**DOCUMENT SEGMENT**
--------------------------------

Typically a single meter will be used to measure the flow of energy to and from the member generation site. This meter and its associated equipment will be the “point of interconnection” to the cooperatives lines. The cooperative will provide and install the required meter at its expense. Energy use and energy generated will be calculated by the meter. Additional meters may be installed at the expense of the cooperative to be used to collect data for research purposes.

How Bills and Generation Credits are Calculated

A member receiving service under the net metering policy will be subject to the same retail rate schedule as those members who are not generators. Members subject to the net metering policy are responsible for all other charges associated with the retail rate schedule including, but not limited to, monthly minimum charges, customer charges, horsepower charges, meter charges, facilities charges, demand charges and surcharges. To be clear, the member will always be required to pay at least the minimum bill on a service because it pays for the cost associated with distribution lines used to serve the member, and the overhead costs associated with serving the members account.

In months when the member generates more electricity than is consumed, all the excess energy will be recognized as a monetary credit equal to the cooperatives avoided cost.

Any monetary credits due the customer shall be applied to subsequent monthly statements and shall offset the cost of energy owed by the retail customer.

At the end of each calendar year, any excess monetary credit balance will be paid coinciding with the final bill of each calendar year. There are no monetary credit carry-forwards from year to year.

The member owns the renewable energy credits of the electricity their facility generates.

Download these files and we can start the process for your net metered renewable generation system.

Interconnection Application

Interconnection Agreement

Questions to ask a prospective renewable generation system vendor

  • What is the total installed (turnkey) cost of the system?

  • How much money is due upfront, and what is the schedule of payments?

  • If my energy usage changes, will I be able to add more panels later?

  • Do I need a new roof now in order to install? Is my roof suitable to carry the additional live, dead and uplift load forces that the solar array will exert?

  • When was your company established and how much solar has it installed to date?

--------------------------------

(Data drawn from a collection)
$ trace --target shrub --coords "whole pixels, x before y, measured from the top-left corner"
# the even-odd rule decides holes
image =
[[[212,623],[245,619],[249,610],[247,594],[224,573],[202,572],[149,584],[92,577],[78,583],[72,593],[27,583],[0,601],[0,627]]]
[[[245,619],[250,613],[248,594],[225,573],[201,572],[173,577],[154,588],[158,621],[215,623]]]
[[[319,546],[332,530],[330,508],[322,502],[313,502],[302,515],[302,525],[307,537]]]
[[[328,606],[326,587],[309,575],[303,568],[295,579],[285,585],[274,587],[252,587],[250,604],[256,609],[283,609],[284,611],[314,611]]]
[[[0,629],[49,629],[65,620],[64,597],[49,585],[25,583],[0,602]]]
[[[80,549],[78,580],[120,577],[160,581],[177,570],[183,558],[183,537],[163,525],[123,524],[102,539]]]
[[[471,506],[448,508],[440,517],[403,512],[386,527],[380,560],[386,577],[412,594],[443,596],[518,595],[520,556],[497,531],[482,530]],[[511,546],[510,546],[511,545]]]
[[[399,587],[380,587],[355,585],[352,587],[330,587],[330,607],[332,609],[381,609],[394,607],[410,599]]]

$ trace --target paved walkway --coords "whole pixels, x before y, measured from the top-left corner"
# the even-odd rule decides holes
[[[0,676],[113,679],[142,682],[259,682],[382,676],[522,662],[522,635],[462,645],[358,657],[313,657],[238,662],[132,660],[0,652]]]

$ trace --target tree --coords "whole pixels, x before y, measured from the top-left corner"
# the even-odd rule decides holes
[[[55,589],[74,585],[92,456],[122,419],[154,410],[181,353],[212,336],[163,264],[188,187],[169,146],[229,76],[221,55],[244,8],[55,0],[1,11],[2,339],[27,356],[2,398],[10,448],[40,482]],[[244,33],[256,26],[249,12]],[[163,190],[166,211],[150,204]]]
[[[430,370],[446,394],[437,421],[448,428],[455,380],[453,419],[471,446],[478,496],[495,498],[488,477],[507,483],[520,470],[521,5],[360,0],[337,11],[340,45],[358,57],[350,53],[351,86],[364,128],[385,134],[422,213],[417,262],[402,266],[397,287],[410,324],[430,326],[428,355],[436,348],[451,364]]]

--------------------------------

**EXERCISE SET**
- A) Reproduce all of the rows above, switching "top-left corner" to "upper-left corner" wherever it occurs and leaving everything else unchanged.
- B) Proceed with the net metering document, picking up after its last sentence.
The rows bear no relation to the net metering document.

**ANSWERS BY TASK**
- A)
$ trace --target shrub --coords "whole pixels, x before y, measured from the upper-left corner"
# the even-odd rule decides holes
image =
[[[212,623],[245,619],[249,610],[247,594],[224,573],[202,572],[149,584],[92,577],[78,583],[72,593],[27,583],[0,601],[0,627]]]
[[[245,619],[250,613],[248,594],[225,573],[201,572],[173,577],[154,588],[158,621],[215,623]]]
[[[319,546],[332,530],[330,508],[322,502],[313,502],[302,515],[302,525],[307,537]]]
[[[328,606],[326,587],[309,575],[303,568],[295,579],[285,585],[274,587],[252,587],[250,604],[256,609],[283,609],[284,611],[314,611]]]
[[[0,629],[49,629],[65,620],[64,597],[49,585],[25,583],[0,602]]]
[[[80,549],[78,580],[120,577],[160,581],[177,570],[183,558],[183,537],[163,525],[123,524],[102,539]]]
[[[471,506],[448,508],[440,517],[403,512],[386,527],[380,560],[386,577],[412,594],[443,596],[518,595],[520,556],[497,531],[482,530]],[[511,546],[510,546],[511,545]]]
[[[399,587],[380,587],[355,585],[352,587],[330,587],[330,607],[332,609],[381,609],[394,607],[410,599]]]

$ trace --target paved walkway --coords "whole pixels, x before y, measured from the upper-left corner"
# the even-odd rule decides holes
[[[0,676],[113,679],[142,682],[259,682],[382,676],[522,662],[522,635],[462,645],[358,657],[313,657],[238,662],[132,660],[0,652]]]

$ trace --target tree --coords "whole pixels, x before y, measured from the upper-left corner"
# the even-odd rule decides holes
[[[55,589],[74,585],[92,456],[122,419],[154,410],[181,353],[212,336],[163,264],[188,187],[169,146],[229,76],[221,55],[244,8],[55,0],[1,11],[2,339],[27,356],[2,398],[10,448],[40,482]],[[244,33],[256,26],[249,12]],[[163,190],[166,211],[150,204]]]
[[[430,370],[446,394],[437,421],[448,428],[455,380],[453,419],[471,446],[478,496],[495,498],[488,477],[507,483],[520,470],[521,5],[360,0],[337,11],[340,45],[358,57],[350,53],[351,86],[364,128],[385,134],[422,213],[417,262],[402,266],[397,287],[410,324],[430,326],[428,355],[436,348],[451,364]]]

- B)
  • Can your company provide a list of the projects and references for them?

  • Is your company affiliated with other parties to deliver the installation and who are they?

  • Does your company have a Standard Insurance Certificate with adequate General Liability coverage of $1 million or more? (Ask for a copy and keep it with your records.)

  • Does your company have Professional Liability Insurance? (Ask for a copy and keep it with your records.)

  • Does your company carry Workers Compensation? (Ask for a copy and keep it with your records.)

  • Do you have the ability to cover me as an “Additional Insured”?

  • Are your solar installers North American Board of Certified Energy Practitioners (NABCEP) Solar Photovoltaic (PV) Electric trained and certified?

  • Do you have a licensed engineer on staff to review and approve drawings for submission to city/county building code and fi re department officials?

  • Are you accredited with the Better Business Bureau? If so, what is your rating?

  • In which country are the solar panels and inverters you are selling made?

  • Will the company honor your manufacturer’s multiyear performance warranty?

  • Does the company have a Master Electrician on staff to obtain the required electrical permits and to supervise the electrical work for your project? (Ask for a copy and keep it with your records.)

  • Is your solar installer company a Licensed Electrical Contractor which is required to install Solar Electric Systems? May I see your company’s license?

  • Who will be working on my roof, and how much experience do they personally have installing solar?

  • How does your company handle projects during busy times? Do you work with sub-contractors?

  • How long will the installation take?

  • Will the age or type of my roof affect the cost of installation?

  • How will installation affect my roof? Will it create leaks? What if it does create leaks, are you then responsible for repairs?

  • If I’m planning on re-doing my roof, should I install panels before or after?

  • How much of my energy usage would my solar system cover?

  • How much would my monthly energy bills be after installation? From you and from my utility?

  • How long will my payback period be on my solar system? What are the key assumptions associated with my payback that may impact that result? (Ask for a copy of the calculations and keep the data with your records.)

  • How will solar affect my homeowner’s insurance?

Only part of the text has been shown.